**What to do:** Quote the entries below from the line with "box: [594, 0, 748, 40]" through the line with "negative clicks: (254, 204) (281, 224)", both ends included, and only those lines.
= = =
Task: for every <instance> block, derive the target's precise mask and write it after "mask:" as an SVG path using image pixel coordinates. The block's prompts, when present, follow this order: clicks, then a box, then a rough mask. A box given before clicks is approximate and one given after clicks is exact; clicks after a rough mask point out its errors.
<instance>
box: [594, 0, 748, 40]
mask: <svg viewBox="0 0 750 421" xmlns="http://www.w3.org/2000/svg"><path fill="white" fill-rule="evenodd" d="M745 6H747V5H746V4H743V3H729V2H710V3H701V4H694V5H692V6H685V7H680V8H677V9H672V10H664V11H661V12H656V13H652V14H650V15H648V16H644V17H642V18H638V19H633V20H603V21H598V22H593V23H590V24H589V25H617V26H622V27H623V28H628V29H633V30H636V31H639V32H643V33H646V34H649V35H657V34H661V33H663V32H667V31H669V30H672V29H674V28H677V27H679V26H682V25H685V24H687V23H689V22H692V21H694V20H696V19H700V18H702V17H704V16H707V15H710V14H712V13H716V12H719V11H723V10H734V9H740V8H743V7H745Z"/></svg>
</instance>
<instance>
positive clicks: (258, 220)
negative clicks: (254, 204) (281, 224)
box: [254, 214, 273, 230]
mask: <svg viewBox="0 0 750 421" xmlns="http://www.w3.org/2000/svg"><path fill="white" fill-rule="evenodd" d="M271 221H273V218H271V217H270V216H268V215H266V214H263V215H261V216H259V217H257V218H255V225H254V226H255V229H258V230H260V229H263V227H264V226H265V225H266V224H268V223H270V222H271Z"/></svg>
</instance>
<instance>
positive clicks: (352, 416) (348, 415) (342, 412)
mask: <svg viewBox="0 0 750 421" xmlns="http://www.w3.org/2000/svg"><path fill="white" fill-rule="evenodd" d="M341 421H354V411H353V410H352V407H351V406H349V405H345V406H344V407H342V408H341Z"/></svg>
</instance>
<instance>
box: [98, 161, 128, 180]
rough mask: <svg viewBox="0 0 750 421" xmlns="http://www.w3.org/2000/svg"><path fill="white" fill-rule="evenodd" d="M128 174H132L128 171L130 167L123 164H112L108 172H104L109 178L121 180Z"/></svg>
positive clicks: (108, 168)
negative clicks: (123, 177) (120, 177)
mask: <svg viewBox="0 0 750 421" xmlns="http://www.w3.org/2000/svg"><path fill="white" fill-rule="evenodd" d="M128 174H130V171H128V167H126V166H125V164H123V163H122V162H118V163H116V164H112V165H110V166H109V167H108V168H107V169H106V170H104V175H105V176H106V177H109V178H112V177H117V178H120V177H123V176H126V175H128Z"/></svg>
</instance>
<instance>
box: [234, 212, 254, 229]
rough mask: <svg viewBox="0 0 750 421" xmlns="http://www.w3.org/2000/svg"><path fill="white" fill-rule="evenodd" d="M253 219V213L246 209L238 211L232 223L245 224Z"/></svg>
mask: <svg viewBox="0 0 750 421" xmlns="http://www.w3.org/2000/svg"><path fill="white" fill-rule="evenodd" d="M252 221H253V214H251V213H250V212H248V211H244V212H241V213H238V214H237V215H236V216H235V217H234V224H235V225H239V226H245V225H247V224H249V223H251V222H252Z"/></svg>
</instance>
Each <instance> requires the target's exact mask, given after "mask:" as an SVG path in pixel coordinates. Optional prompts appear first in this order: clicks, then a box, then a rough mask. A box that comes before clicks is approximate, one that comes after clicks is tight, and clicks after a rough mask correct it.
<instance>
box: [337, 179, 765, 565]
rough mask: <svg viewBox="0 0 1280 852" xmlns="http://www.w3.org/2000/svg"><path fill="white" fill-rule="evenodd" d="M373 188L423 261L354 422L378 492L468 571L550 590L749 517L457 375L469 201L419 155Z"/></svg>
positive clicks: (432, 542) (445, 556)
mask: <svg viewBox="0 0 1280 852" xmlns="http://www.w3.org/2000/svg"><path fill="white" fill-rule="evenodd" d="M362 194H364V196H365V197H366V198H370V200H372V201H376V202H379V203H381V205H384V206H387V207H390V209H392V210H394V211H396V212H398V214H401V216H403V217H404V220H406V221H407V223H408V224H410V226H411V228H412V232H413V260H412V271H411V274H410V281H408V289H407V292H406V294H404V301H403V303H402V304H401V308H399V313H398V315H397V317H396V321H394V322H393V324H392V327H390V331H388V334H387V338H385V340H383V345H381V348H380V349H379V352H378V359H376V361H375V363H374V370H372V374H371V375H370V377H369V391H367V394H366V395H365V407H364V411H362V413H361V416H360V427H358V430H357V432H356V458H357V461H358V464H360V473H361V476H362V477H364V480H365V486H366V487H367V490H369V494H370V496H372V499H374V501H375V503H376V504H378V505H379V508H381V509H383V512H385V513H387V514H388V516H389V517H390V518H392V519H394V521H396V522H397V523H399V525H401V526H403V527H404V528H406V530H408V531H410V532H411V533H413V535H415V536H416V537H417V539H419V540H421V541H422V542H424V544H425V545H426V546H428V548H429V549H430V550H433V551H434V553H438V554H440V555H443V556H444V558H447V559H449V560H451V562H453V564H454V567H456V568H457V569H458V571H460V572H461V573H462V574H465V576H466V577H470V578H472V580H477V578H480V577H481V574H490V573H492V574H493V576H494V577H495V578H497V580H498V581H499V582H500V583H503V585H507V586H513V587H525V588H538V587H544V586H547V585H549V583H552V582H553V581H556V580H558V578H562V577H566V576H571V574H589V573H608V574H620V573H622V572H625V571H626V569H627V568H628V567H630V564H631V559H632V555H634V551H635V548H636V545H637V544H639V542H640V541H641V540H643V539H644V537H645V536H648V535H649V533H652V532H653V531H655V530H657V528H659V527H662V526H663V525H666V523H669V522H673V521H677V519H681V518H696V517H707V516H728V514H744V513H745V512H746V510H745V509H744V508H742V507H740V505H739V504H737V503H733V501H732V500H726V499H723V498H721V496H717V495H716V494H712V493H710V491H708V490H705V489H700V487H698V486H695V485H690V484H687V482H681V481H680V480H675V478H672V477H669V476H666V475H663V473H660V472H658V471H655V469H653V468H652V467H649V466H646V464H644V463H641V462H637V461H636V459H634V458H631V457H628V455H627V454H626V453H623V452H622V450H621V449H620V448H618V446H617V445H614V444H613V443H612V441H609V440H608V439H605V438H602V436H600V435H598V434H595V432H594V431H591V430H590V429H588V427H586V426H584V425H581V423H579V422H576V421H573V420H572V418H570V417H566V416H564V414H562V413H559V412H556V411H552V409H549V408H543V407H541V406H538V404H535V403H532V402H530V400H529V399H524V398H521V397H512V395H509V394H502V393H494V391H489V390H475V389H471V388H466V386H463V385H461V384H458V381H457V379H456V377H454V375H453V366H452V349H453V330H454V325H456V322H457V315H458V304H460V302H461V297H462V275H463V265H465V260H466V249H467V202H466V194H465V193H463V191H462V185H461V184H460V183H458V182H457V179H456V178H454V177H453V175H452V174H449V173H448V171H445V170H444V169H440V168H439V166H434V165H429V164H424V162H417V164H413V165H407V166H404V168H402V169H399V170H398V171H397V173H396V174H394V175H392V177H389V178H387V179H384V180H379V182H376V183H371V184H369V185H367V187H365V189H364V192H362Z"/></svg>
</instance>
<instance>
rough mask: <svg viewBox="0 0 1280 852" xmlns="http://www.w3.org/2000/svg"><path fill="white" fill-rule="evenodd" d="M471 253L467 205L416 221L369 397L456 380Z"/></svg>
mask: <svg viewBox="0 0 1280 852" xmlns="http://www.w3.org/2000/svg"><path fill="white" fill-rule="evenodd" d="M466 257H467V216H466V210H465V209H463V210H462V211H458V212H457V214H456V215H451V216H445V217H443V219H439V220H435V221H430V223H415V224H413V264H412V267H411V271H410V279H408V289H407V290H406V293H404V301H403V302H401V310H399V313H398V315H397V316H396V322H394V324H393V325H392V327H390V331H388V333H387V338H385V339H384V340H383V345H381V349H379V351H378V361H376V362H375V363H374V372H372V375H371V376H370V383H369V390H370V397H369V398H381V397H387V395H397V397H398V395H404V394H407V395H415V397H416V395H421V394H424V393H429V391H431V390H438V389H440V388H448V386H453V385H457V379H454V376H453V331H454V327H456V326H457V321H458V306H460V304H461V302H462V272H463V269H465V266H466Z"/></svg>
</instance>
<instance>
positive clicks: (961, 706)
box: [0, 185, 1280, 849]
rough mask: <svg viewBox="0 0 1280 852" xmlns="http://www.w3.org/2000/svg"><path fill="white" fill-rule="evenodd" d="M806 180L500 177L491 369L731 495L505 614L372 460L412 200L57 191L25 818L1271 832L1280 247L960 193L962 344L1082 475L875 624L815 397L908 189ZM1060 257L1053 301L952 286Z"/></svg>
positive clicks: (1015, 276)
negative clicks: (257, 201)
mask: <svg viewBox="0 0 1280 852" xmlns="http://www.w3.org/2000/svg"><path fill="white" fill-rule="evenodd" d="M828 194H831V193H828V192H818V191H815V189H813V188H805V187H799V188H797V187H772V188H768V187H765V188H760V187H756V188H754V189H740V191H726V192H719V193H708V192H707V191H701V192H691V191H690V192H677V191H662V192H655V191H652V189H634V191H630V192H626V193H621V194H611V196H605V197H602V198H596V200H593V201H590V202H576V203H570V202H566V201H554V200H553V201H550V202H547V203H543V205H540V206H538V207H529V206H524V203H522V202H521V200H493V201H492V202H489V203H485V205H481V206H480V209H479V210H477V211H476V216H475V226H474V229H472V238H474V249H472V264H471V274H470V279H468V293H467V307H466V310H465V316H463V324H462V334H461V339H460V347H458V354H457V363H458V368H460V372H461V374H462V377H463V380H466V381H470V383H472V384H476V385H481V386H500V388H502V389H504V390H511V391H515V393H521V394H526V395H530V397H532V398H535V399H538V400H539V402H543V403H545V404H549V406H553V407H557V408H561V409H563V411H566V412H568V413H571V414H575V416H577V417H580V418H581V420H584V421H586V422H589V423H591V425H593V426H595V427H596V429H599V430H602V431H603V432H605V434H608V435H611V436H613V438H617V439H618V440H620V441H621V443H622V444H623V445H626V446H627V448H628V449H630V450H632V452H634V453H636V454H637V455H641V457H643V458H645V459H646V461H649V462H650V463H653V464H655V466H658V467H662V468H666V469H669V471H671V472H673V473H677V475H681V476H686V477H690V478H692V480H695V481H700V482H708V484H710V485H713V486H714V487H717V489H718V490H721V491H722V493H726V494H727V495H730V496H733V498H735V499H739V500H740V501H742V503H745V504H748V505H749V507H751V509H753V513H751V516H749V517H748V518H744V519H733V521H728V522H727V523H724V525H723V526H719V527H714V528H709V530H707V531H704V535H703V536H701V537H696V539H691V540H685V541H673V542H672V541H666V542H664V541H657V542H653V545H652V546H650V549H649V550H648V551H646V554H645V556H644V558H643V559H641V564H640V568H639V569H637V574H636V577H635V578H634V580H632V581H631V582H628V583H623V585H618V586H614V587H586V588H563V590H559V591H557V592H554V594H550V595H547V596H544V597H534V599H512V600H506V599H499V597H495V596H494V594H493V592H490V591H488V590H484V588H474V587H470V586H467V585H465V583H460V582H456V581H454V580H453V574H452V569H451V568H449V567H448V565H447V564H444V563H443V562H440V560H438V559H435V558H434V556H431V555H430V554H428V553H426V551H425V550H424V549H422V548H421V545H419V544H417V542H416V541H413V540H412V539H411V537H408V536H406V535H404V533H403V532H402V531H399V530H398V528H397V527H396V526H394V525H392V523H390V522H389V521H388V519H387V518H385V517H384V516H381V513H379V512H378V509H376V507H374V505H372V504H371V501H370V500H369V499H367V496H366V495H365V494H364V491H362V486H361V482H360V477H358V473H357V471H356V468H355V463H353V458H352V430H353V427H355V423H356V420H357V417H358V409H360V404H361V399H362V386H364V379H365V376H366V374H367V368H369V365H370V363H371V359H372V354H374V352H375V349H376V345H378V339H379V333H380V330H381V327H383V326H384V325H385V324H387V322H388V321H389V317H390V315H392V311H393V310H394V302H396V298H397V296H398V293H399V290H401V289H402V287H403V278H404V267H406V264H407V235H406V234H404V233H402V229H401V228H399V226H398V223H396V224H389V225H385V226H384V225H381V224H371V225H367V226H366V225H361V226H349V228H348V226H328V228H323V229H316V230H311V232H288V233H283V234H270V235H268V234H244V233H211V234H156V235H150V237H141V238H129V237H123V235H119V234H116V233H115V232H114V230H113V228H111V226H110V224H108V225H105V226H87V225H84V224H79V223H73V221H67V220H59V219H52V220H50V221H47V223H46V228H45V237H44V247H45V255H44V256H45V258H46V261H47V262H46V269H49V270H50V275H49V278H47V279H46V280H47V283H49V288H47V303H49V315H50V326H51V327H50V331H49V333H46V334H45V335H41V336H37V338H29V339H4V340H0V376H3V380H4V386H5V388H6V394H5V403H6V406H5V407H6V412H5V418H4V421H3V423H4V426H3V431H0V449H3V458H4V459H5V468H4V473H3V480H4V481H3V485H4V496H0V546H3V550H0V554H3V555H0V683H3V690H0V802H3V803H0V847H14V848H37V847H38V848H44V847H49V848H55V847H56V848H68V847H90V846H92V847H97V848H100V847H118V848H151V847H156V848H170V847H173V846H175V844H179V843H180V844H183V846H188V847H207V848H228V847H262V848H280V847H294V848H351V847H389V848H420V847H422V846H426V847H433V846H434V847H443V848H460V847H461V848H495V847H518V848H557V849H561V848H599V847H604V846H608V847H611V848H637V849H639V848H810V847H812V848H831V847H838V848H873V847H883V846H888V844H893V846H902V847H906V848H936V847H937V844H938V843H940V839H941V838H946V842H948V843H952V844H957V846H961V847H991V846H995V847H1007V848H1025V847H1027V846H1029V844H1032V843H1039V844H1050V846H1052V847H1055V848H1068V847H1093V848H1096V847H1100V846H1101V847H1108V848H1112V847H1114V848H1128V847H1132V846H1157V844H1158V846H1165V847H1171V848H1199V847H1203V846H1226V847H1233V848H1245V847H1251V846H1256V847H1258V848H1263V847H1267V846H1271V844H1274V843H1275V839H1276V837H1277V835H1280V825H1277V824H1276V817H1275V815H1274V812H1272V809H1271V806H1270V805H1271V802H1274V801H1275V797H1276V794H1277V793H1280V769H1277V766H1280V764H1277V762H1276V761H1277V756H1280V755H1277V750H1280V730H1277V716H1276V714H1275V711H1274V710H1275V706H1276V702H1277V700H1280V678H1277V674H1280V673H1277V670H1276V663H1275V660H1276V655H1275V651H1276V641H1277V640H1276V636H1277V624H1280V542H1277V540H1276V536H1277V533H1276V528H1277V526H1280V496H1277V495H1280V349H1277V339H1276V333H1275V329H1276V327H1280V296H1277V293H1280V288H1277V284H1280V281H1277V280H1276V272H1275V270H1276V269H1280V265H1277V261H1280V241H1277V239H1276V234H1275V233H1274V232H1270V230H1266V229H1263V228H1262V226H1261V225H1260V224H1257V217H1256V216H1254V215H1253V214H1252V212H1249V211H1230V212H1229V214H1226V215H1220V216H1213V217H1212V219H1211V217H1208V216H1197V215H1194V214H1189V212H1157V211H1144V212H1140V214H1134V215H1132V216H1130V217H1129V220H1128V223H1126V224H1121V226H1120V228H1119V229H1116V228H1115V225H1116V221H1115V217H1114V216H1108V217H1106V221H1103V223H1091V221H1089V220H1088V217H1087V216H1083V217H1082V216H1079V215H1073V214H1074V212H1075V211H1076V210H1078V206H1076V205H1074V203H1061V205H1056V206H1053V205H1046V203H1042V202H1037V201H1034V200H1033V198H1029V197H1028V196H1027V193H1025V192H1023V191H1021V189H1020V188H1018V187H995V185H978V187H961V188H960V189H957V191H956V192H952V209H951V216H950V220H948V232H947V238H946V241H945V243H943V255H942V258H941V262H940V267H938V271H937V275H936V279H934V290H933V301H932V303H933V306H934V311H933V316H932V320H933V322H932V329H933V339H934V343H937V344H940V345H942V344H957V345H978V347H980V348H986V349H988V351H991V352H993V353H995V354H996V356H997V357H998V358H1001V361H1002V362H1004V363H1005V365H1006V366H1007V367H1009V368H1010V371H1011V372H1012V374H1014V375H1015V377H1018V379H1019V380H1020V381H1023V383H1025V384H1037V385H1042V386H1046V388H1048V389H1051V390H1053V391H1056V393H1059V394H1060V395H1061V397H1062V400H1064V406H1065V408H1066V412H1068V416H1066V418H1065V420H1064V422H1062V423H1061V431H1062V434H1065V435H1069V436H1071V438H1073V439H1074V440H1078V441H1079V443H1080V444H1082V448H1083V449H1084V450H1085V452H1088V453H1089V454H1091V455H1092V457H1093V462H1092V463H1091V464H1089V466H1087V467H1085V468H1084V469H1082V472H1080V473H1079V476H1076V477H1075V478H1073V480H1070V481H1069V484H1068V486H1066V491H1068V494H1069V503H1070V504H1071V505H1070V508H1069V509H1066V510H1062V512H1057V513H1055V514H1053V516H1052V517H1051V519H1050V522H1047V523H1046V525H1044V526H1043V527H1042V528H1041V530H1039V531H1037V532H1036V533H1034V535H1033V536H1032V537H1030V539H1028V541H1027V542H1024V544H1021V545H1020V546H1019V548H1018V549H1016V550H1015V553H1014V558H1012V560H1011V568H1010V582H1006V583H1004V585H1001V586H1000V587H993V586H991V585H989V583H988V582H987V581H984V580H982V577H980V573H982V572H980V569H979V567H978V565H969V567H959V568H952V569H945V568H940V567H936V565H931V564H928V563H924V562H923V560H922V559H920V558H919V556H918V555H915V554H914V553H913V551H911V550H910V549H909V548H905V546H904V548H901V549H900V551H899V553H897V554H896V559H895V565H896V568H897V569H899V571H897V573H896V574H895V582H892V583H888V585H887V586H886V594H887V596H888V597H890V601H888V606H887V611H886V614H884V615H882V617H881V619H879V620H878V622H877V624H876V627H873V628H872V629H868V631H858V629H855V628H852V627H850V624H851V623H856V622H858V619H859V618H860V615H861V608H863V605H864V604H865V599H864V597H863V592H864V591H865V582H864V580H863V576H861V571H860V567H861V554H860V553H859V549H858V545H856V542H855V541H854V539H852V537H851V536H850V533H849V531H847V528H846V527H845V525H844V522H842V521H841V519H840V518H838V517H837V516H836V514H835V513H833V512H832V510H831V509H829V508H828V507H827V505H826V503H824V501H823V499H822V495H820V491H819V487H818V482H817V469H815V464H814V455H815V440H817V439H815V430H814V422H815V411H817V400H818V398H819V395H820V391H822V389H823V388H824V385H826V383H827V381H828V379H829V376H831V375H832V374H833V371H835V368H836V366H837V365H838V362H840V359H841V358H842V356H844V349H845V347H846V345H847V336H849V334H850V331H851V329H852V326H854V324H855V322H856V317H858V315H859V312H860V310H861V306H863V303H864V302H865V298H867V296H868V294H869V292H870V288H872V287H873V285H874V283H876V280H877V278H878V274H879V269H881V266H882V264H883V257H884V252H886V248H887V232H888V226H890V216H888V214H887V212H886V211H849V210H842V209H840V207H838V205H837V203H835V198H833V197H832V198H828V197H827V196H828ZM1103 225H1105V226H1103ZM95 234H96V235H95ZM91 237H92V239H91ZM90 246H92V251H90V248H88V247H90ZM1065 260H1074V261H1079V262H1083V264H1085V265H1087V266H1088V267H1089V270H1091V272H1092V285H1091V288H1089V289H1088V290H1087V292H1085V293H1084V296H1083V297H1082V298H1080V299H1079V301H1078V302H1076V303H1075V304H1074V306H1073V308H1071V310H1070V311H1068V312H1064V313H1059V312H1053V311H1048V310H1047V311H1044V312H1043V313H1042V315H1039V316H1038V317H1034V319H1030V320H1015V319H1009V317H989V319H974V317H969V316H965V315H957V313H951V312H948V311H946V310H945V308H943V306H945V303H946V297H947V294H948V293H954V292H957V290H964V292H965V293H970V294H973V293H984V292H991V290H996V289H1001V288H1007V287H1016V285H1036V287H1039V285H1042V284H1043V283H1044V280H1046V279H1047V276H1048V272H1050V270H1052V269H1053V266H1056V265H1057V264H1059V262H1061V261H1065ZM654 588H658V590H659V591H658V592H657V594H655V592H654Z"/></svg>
= = =
**Response for this exercise:**
box: [594, 0, 748, 40]
mask: <svg viewBox="0 0 750 421" xmlns="http://www.w3.org/2000/svg"><path fill="white" fill-rule="evenodd" d="M745 6H747V5H746V4H743V3H729V2H710V3H701V4H694V5H692V6H685V7H680V8H677V9H672V10H664V11H661V12H656V13H652V14H650V15H648V16H644V17H642V18H638V19H633V20H603V21H598V22H593V23H590V24H589V25H617V26H622V27H623V28H628V29H633V30H636V31H639V32H643V33H646V34H649V35H657V34H661V33H663V32H667V31H669V30H672V29H674V28H677V27H679V26H682V25H685V24H687V23H689V22H692V21H694V20H696V19H700V18H702V17H704V16H707V15H710V14H712V13H716V12H719V11H723V10H734V9H740V8H743V7H745Z"/></svg>
</instance>
<instance>
positive clicks: (258, 220)
negative clicks: (254, 204) (281, 224)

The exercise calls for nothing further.